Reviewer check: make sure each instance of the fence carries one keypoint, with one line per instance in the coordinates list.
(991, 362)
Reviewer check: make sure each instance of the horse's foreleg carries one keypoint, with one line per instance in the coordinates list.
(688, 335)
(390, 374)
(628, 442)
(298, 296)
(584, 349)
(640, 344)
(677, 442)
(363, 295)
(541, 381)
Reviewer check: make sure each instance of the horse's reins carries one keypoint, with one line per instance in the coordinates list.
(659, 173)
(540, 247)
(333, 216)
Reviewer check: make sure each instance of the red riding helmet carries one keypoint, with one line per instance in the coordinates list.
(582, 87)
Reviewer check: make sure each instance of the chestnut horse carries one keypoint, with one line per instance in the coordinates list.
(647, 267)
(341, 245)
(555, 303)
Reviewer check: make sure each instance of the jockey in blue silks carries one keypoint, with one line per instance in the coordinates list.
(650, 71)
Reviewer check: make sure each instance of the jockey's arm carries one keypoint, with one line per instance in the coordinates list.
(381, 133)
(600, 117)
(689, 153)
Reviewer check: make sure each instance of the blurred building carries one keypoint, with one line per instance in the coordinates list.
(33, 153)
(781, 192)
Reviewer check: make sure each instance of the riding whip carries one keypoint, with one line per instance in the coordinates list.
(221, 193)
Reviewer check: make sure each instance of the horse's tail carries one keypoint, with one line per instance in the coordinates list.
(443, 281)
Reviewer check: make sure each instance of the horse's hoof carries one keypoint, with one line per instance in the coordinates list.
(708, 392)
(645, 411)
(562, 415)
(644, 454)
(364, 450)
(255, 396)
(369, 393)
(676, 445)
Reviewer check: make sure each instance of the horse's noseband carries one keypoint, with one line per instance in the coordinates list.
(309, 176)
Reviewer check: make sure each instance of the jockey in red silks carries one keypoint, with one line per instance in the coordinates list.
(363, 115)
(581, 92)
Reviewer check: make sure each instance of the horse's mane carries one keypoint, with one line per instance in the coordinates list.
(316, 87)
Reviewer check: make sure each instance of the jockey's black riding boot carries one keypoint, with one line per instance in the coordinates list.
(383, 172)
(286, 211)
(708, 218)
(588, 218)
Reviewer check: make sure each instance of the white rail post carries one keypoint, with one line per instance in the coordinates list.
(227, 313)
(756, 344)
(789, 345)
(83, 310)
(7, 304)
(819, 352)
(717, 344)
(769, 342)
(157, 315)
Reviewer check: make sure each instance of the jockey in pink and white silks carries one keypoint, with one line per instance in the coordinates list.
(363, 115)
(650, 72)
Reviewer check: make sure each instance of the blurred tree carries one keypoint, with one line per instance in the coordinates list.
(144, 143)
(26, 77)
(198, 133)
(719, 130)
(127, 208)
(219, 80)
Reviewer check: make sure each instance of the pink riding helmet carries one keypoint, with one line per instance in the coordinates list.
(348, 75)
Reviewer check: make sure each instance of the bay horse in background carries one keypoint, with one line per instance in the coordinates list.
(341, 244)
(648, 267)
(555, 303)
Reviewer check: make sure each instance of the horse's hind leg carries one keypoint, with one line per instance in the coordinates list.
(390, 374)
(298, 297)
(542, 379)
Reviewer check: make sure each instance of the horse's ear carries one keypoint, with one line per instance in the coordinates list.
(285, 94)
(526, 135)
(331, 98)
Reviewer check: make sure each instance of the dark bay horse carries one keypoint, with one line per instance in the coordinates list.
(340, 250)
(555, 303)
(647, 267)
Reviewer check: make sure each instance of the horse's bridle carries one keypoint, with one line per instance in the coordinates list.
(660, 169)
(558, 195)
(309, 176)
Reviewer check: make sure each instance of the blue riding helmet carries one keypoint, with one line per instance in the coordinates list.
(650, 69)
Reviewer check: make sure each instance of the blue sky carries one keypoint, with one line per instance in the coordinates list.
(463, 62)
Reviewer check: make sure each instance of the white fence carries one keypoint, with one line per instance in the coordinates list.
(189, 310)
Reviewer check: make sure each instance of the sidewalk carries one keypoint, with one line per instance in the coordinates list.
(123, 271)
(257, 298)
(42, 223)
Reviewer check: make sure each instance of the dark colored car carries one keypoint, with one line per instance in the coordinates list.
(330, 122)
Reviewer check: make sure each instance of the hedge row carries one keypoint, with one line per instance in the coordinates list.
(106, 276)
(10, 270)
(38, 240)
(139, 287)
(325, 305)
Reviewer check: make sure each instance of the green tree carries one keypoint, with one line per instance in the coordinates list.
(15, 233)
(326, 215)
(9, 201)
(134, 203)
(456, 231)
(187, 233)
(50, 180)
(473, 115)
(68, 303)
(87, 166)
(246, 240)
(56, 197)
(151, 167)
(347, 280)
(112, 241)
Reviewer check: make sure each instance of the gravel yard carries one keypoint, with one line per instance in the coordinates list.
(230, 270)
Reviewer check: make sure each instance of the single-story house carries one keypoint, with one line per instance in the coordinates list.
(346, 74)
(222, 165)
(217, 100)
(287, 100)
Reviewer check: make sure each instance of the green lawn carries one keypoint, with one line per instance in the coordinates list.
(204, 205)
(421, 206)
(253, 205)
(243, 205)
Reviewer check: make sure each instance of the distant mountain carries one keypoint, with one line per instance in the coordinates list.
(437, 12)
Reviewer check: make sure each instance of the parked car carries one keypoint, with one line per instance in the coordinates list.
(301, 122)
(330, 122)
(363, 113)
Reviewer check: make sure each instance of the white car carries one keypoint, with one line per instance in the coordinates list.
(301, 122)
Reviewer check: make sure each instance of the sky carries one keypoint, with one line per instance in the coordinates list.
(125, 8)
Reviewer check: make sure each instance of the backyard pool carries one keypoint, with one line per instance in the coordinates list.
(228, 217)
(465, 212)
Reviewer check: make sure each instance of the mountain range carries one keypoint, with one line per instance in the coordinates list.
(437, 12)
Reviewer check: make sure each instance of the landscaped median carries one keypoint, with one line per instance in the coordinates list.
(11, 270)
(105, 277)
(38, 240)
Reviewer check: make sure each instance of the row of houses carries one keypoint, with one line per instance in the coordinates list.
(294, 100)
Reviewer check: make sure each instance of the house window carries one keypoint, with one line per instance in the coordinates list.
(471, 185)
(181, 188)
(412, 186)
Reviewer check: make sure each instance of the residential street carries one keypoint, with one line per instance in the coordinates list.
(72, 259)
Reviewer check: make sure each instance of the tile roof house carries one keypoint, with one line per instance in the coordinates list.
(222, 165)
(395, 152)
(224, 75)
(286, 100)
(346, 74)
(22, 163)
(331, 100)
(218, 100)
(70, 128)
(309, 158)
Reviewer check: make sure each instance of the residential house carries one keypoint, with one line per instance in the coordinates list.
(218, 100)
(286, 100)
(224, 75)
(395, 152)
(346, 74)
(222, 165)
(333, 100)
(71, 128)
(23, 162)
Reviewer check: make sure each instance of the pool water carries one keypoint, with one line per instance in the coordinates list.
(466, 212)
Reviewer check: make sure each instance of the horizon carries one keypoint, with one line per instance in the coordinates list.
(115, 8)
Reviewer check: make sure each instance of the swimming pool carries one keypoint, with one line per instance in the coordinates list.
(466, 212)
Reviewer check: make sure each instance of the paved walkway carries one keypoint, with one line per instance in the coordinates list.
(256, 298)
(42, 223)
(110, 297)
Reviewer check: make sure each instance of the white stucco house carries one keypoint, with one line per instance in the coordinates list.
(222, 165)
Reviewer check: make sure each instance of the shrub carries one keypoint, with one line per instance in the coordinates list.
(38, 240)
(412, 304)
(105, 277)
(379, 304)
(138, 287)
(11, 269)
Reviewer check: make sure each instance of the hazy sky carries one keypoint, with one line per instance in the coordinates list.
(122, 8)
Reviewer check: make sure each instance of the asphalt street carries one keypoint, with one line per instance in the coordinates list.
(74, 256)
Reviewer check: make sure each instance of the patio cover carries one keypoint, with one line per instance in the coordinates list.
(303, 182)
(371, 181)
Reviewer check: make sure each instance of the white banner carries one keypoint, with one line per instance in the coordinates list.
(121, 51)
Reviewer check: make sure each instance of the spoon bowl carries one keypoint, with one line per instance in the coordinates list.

===

• [Work instructions]: Find the line containing "Reviewer check: make sure each instance of the white stucco". Reproduce it exactly, along with every line after it through the last.

• [Finished exercise]:
Reviewer check: make sure each instance of the white stucco house carries one keypoint, with one line per instance in the coordinates list.
(222, 165)
Reviewer check: make sure each instance of the shrub carries one keypoint, with one line per instance in the coordinates list.
(38, 240)
(412, 304)
(105, 277)
(379, 304)
(138, 287)
(11, 269)
Reviewer check: make sure each instance of the hazy sky carries one keypoint, with one line per instance in the coordinates list.
(122, 8)
Reviewer check: make sure each instance of the asphalt street carries one keypoint, with one line per instance in the coordinates list.
(74, 256)
Reviewer check: make sure each instance of the patio cover carries one keypoint, with one line per instance in the coordinates list.
(303, 182)
(371, 181)
Reviewer check: make sure each instance of the white banner carries one keypoint, with one line per instance in the coordinates list.
(121, 51)
Reviewer check: make sure each instance of the spoon bowl carries one keypoint, with one line per instance in the coordinates list.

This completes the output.